# Document extract
Fixating on the performances seems inevitable since it's a Brian De Palma picture. The director bears the unique distinction of being responsible for some of the most sublime performances in the movies (Sissy Spacek in "Carrie," say, or John Travolta in "Blow Out") and some of the worst (see ``Bonfire of the Vanities" -- or don't). But "The Black Dahlia" is woefully short on the sublime.
Ellroy's 1987 novel spun the notorious butchering of Elizabeth Short, a 22-year-old aspiring starlet from Medford, into a strange noir melodrama. Like the book, the film is set in post-World War II Los Angeles and tells the tale through the lazy eyes of Dwight "Bucky" Bleichert (Josh Hartnett), a lanky cop and ex-GI, who is promoted from beat work to the sexier warrants division.
There, along with his psychologically volatile partner, Lee Blanchard (Aaron Eckhart), Dwight descends, as too many real-life men have, into an obsession with the case of the dismembered young woman. Mia Kirshner plays Betty dolorously in flashbacks and screen tests that provide the film with its only true emotional substance. You can see why writers and detectives would have a hard time shaking those big sad eyes.
Hartnett seems ideal for this line of work. He has a slow-to-wake innocence that suits a character whose detective skills always appear to be two or three scenes behind ours. The character's smarts are slightly below average, and Hartnett doesn't have the gravity to raise him up. He's almost too innocent.

# Exercise task A
Return each line of the entries that contains the string "rocky".
The film review above has no connection to the entries.

# Source material
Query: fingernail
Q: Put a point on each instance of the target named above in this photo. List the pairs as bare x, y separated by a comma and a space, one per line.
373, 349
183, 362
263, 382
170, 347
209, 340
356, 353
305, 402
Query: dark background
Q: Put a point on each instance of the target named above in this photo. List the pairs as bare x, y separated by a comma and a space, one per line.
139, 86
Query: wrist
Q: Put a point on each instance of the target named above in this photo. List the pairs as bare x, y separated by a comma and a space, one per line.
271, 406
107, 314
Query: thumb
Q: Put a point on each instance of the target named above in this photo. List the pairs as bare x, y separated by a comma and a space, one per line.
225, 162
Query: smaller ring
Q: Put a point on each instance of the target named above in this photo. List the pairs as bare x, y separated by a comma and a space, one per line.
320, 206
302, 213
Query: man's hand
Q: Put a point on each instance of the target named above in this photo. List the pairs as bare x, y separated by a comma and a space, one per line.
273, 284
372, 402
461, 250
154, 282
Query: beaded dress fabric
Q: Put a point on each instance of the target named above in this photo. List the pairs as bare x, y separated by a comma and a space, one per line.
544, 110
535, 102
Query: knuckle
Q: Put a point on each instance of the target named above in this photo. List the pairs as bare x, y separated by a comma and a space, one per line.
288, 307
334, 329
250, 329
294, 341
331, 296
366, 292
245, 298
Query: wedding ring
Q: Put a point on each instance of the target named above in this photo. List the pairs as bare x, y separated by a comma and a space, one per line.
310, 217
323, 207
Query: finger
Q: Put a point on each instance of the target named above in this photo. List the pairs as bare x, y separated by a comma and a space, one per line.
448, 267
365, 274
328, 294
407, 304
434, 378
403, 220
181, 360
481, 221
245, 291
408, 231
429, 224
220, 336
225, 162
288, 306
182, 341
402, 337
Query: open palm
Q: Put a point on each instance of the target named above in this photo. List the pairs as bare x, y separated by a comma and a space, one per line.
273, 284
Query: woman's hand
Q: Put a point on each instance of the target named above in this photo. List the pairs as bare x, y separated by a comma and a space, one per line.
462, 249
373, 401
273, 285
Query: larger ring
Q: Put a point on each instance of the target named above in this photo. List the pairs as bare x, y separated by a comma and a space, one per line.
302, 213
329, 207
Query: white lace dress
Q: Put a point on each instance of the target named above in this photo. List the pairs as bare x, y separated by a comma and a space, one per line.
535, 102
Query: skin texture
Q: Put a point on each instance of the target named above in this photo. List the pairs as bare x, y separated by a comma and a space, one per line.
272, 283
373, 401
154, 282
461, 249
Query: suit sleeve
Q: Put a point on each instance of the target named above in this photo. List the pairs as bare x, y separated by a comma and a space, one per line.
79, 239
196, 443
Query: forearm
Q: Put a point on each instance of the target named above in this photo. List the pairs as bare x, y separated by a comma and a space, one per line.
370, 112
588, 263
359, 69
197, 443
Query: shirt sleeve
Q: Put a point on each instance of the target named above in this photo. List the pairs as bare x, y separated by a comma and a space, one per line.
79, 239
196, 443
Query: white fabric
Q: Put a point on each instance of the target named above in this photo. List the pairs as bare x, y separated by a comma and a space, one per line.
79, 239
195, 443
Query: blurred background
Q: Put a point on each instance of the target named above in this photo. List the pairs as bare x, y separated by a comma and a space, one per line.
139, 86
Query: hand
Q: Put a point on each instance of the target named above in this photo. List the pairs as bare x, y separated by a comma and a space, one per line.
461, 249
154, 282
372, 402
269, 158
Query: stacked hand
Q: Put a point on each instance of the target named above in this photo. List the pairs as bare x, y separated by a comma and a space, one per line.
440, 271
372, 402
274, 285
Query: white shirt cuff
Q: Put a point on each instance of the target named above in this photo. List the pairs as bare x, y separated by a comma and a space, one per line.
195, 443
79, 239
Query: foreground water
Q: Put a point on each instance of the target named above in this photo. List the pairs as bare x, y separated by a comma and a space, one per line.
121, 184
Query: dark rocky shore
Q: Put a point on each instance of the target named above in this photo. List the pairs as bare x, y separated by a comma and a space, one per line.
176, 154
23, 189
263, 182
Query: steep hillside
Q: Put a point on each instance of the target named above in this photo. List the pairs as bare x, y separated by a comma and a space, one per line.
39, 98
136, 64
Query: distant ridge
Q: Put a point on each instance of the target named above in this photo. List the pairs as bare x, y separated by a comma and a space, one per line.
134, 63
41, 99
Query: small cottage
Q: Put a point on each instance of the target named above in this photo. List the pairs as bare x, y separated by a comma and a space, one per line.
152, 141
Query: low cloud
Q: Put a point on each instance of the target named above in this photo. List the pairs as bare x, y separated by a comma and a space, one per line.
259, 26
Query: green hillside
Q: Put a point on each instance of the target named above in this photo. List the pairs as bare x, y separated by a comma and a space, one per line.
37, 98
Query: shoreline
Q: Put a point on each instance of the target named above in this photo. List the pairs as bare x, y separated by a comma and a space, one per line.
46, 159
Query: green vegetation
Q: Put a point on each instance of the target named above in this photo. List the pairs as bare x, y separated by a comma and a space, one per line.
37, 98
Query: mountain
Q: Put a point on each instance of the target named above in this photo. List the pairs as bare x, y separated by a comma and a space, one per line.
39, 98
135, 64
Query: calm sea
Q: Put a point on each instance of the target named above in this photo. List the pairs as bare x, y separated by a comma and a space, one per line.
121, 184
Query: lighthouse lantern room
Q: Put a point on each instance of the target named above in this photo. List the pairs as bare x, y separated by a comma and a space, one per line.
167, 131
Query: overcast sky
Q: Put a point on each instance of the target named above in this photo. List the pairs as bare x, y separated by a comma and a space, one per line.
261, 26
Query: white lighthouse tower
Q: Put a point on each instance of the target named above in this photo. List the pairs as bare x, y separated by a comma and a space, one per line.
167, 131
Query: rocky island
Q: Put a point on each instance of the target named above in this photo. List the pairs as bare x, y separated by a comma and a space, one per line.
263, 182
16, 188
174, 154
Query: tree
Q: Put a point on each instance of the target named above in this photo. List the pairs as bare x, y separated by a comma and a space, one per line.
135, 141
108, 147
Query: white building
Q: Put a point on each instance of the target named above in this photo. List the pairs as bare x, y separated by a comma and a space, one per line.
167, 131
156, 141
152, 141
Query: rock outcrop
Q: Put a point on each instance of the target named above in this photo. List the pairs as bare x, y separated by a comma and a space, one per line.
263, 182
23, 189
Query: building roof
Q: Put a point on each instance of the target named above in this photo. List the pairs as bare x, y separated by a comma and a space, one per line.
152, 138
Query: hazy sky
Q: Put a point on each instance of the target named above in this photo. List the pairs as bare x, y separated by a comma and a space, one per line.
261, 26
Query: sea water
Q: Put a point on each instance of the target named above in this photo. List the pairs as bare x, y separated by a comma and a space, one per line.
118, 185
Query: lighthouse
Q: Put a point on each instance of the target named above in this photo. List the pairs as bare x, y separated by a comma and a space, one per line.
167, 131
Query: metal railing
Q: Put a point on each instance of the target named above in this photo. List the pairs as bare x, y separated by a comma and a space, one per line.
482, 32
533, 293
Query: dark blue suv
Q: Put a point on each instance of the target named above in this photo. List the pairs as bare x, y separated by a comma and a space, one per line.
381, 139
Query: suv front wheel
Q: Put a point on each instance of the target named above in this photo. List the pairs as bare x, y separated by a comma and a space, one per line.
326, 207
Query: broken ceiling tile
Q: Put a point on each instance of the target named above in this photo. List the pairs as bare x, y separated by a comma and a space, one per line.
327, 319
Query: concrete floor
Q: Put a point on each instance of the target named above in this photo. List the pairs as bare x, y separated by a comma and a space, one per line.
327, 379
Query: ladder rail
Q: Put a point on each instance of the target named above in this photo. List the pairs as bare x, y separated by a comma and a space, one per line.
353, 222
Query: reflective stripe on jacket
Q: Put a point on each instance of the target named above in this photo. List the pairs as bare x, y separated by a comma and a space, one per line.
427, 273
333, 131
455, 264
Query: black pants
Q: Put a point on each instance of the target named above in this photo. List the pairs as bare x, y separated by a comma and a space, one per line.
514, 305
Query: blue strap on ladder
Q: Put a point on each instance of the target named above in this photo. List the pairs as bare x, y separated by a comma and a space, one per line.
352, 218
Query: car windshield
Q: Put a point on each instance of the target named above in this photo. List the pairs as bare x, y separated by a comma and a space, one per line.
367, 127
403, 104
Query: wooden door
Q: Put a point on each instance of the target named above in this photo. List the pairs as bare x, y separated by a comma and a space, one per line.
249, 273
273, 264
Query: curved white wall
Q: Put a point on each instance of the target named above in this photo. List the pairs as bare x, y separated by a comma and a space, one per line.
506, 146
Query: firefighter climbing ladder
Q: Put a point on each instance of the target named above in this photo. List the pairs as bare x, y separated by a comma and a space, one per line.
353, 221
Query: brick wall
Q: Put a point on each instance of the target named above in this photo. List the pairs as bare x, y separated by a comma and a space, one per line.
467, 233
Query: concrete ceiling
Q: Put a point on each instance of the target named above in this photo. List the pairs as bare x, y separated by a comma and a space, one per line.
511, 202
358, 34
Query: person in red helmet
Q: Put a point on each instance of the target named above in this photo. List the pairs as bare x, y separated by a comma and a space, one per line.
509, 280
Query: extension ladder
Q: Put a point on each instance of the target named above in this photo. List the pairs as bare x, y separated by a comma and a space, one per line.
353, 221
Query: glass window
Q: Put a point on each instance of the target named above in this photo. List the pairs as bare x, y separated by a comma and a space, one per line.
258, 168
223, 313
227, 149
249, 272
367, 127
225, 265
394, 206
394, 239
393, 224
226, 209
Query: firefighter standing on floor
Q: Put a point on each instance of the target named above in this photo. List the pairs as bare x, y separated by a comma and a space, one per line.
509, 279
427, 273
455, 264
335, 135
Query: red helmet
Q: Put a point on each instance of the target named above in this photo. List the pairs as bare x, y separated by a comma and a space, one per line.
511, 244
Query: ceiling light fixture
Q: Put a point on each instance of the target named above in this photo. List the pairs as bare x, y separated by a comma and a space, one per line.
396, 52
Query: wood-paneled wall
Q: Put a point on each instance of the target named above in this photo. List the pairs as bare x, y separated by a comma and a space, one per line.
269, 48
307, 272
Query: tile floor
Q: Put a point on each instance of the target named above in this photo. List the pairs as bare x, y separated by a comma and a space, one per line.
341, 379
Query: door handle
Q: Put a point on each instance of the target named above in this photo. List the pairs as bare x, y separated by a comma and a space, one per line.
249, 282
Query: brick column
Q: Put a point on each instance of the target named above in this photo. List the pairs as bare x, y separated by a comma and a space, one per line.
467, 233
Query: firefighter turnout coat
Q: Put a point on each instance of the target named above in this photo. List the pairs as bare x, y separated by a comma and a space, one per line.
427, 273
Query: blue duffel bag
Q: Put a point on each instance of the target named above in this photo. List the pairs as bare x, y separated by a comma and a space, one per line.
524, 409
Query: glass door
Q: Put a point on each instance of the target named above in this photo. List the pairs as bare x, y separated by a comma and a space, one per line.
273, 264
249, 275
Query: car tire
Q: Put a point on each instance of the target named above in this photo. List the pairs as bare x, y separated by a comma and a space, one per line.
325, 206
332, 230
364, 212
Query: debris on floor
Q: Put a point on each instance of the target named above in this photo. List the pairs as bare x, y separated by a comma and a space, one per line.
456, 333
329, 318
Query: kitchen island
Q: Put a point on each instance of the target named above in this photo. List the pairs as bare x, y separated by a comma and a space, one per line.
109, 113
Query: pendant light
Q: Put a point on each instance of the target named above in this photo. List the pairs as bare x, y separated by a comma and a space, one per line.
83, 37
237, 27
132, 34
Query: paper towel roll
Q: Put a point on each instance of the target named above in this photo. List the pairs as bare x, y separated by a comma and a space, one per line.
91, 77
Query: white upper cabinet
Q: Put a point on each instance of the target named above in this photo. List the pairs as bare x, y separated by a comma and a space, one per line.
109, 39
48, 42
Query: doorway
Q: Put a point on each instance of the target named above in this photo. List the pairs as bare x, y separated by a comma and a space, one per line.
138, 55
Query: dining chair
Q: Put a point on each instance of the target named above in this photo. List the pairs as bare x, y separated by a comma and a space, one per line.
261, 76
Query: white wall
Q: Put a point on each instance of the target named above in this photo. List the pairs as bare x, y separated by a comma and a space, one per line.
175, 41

# Exercise task B
According to the Black Dahlia review, which actor plays Dwight's partner, Lee Blanchard?

# Full response A
Query: dark rocky shore
Query: rocky island

# Full response B
Aaron Eckhart